*WHAT THE TASK REQUIRES*
Substitute "mark" for "place a pin on" throughout the data below and change nothing else. Leave the pictures out of your answer.
[BEGIN ENTRIES PROVIDED]
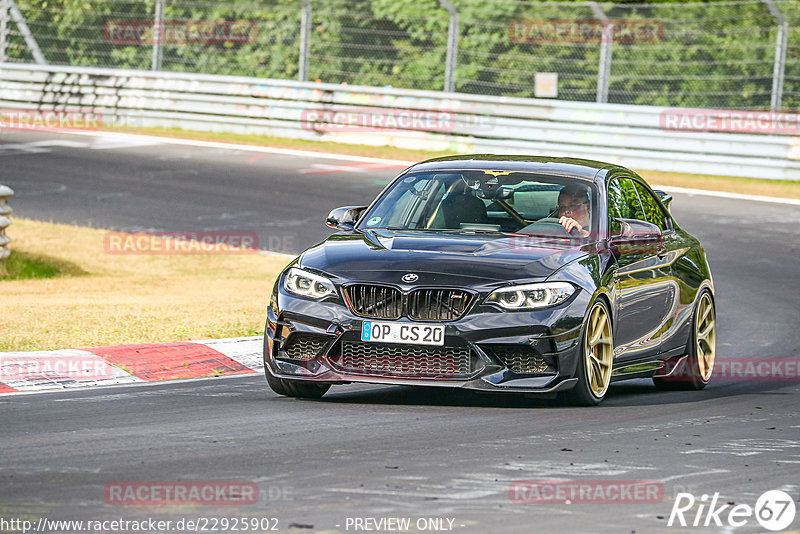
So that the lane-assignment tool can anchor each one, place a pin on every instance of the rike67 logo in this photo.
(774, 510)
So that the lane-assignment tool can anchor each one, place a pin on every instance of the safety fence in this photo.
(5, 210)
(730, 54)
(733, 143)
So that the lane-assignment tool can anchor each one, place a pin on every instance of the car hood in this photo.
(440, 258)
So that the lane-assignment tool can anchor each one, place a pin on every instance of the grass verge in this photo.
(25, 266)
(729, 184)
(94, 298)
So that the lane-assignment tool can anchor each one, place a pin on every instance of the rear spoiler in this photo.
(664, 197)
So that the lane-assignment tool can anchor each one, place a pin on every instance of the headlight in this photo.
(531, 296)
(307, 284)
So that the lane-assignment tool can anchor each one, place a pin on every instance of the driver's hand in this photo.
(569, 224)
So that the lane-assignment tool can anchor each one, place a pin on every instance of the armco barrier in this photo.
(630, 135)
(5, 210)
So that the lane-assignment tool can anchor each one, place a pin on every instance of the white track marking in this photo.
(747, 447)
(249, 351)
(721, 194)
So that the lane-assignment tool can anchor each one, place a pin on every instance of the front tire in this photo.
(695, 373)
(596, 358)
(296, 388)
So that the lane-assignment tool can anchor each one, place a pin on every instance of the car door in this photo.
(671, 247)
(643, 286)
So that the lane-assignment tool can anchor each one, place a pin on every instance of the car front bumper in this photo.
(520, 352)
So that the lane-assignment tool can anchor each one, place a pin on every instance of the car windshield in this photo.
(484, 201)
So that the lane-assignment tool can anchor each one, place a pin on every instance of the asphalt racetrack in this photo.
(379, 452)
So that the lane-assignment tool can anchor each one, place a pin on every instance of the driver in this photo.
(574, 212)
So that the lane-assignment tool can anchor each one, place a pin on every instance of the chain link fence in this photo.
(725, 54)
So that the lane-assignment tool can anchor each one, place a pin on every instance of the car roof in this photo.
(579, 168)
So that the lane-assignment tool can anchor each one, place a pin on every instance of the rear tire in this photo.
(596, 359)
(695, 372)
(296, 388)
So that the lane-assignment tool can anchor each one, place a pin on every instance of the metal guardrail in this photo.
(5, 210)
(629, 135)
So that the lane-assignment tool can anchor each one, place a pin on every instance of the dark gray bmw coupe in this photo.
(498, 273)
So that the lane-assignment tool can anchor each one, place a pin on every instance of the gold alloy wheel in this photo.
(598, 348)
(705, 337)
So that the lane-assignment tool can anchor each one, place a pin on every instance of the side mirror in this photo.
(344, 218)
(635, 237)
(664, 197)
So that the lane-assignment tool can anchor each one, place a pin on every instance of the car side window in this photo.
(623, 202)
(652, 210)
[END ENTRIES PROVIDED]
*COMPLETE RESPONSE*
So that the lane-assignment tool can anchor each one, mark every instance of the rike67 logo in this photo.
(774, 510)
So that the lane-assignment tool can anchor each one, mark every instance of the safety fence in this photo.
(5, 210)
(730, 54)
(733, 143)
So that the lane-assignment tool can anchor each one, mark every instance of the car hood in this photo.
(440, 258)
So that the lane-assignment tool can anchor each one, mark every instance of the grass verge in this photo.
(25, 266)
(729, 184)
(94, 298)
So that the lane-assignment tool can anchor each one, mark every instance of the rear spoiler in this photo.
(664, 197)
So that the lane-assignment tool can anchor each one, mark every instance of the headlight in this photo.
(531, 296)
(307, 284)
So that the lane-assignment tool can anchor each one, mark every instance of the driver's hand in this photo.
(569, 224)
So that the lane-assignment tool can anchor each one, mark every instance of the armco barrier in this photo.
(630, 135)
(5, 210)
So that the lane-assignment tool can anchor each one, mark every instance of the white track marking in this photo.
(747, 447)
(249, 351)
(721, 194)
So that the lane-assignment tool can anchor each one, mark every instance of the front tire in this photo.
(695, 373)
(596, 358)
(296, 388)
So that the lane-assignment tool can anchor each one, mark every instance of the car door in this photo.
(671, 247)
(643, 286)
So that the lane-assignment tool can anchor each one, mark every instance of the car front bumper in this photo.
(520, 352)
So that the lane-assignment tool can anchor each one, mark every instance of the car windshield in this photo.
(484, 201)
So that the lane-assignment tool can anchor each one, mark every instance of the asphalt racetrack in this photo.
(379, 452)
So that the lane-assignment tool can anchor each one, mark every instance of the driver in this photo.
(574, 212)
So that the lane-assignment tool can anchor each one, mark every instance of the chain link fence in this photo.
(725, 54)
So that the lane-assignment tool can anchor each one, mark every instance of the car roof in this photo.
(579, 168)
So that the lane-assignment tool can anchor each one, mark every instance of the rear tire in this photo.
(596, 359)
(695, 372)
(296, 388)
So that the lane-assignment tool can anchor each one, mark every instance of the metal guardrail in this photo.
(5, 210)
(629, 135)
So that the lane-assignment tool can anchor each one, mark every instance of the dark gray bmw coupe in this photo.
(498, 273)
So that the lane-assignment tool can anchor each one, mark every instance of the gold alloy wheel in this photo.
(598, 348)
(705, 337)
So that the lane-assignment tool can anchor each one, mark every instance of the side mirror in this photo.
(344, 218)
(635, 237)
(664, 197)
So that the lane-assignment tool can anchor each one, mark every instance of the car side window in this photo.
(623, 202)
(652, 210)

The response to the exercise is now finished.